Institutional Shareholder Services Inc. ("ISS") and Glass, Lewis & Co. ("Glass Lewis") have each issued their respective proxy voting policy guidelines for 2024, which include a number of noteworthy revisions, summarized below. The ISS updates are available here and will apply for shareholder meetings held on or after February 1, 2024 unless otherwise noted. The Glass Lewis updates are available here and will apply for shareholder meetings held on or after January 1, 2024 unless otherwise noted.

I. ISS Updates

Severance and Golden Parachute Agreements.

In its only US update for 2024, ISS has revised its policy on severance agreements for executives, including golden parachutes, and will now be reviewing on a case-by-case basis shareholder proposals requiring that executive severance agreements be submitted for shareholder ratification. Under the revised policy, ISS's vote recommendations on such proposals will take into account: (i) existing severance or change-in-control agreements, and the presence of "problematic features" such as excessive severance entitlements, single triggers, and excise tax gross-ups; (ii) existing limits on cash severance payouts or policies which require shareholder ratification of severance payments above a certain level; (iii) recent severance-related controversies, if any; and (iv) whether the proposal is "overly prescriptive" by, for example, requiring shareholder approval of severance that is within market norms. The revisions apply the same factors to both regular termination and change-in-control severance and clarify certain of the factors.

···

§ SET OF TASKS:
- 1) From the passage on the 2024 proxy voting guidelines, reproduce the text starting at "Institutional Shareholder Services" and ending at "January 1, 2024 unless otherwise noted.".
- 2) According to the passage on the 2024 proxy voting guidelines, the ISS updates apply to shareholder meetings held on or after what date?
- 3) Carry the passage on the 2024 proxy voting guidelines forward from its final sentence.

§ DATA SECTION:
···

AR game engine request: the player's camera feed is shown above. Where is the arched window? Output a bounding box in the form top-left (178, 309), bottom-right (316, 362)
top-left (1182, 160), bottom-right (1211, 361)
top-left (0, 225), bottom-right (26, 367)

···

§ ANSWERS TO THE EXERCISES:
- 1)
Institutional Shareholder Services Inc. ("ISS") and Glass, Lewis & Co. ("Glass Lewis") have each issued their respective proxy voting policy guidelines for 2024, which include a number of noteworthy revisions, summarized below. The ISS updates are available here and will apply for shareholder meetings held on or after February 1, 2024 unless otherwise noted. The Glass Lewis updates are available here and will apply for shareholder meetings held on or after January 1, 2024 unless otherwise noted.

- 2) February 1, 2024, unless otherwise noted.

- 3)
II. Glass Lewis Updates

Material Weaknesses.

Glass Lewis has added a new discussion of material weaknesses. Glass Lewis believes it is the audit committee's responsibility to ensure timely remediation and detailed disclosure of material weaknesses. Consequently, if the company has not disclosed a remediation plan for a reported material weakness, or if a material weakness has been continuing for more than a year and no updated plan has been disclosed, Glass Lewis will consider recommending that shareholders vote against each member of the audit committee who was on the committee when the material weakness was identified.

Cyber Risk Oversight

Glass Lewis has updated its discussion of cybersecurity risk oversight in light of the new rules adopted by the SEC in July 2023, which became effective in December 2023. (Our firm memorandum dated December 20, 2023 discussing the new rules can be found here.) Glass Lewis continues to believe that cybersecurity risk is material for all companies and will "closely evaluate" the board's oversight and the company's response to cybersecurity incidents that cause significant harm to shareholders. Glass Lewis also believes that shareholders can "reasonably expect" the company to provide shareholders with periodic updates on its progress in addressing the impact of an attack, without revealing any specific details that might interfere with the company's progress or benefit the attackers. Glass Lewis may recommend voting against certain directors if it determines that the board's "oversight, response or disclosures" are lacking.

Board Oversight of Environmental and Social Issues.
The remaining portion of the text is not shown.